> The exercise:
Reproduce the listing below word for word, keeping every line as it appears.

> Material provided:
________________________________________

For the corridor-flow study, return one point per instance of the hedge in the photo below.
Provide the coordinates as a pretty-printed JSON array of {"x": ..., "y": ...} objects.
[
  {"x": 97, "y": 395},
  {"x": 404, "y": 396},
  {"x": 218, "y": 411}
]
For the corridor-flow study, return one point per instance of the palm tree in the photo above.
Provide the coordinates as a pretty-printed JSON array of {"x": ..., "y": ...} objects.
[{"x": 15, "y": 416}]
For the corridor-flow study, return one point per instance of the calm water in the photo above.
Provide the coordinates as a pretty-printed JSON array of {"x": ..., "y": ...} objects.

________________________________________

> Complete output:
For the corridor-flow study, return one point per instance of the hedge in the photo below.
Provide the coordinates as a pretty-printed JSON array of {"x": ..., "y": ...} objects.
[
  {"x": 97, "y": 395},
  {"x": 404, "y": 396},
  {"x": 218, "y": 411}
]
For the corridor-flow study, return one point per instance of the palm tree in the photo above.
Provide the coordinates as a pretty-printed JSON array of {"x": ..., "y": ...} objects.
[{"x": 15, "y": 416}]
For the corridor-flow study, return one point per instance of the calm water in the photo above.
Provide the coordinates as a pretty-printed JSON array of {"x": ..., "y": ...} objects.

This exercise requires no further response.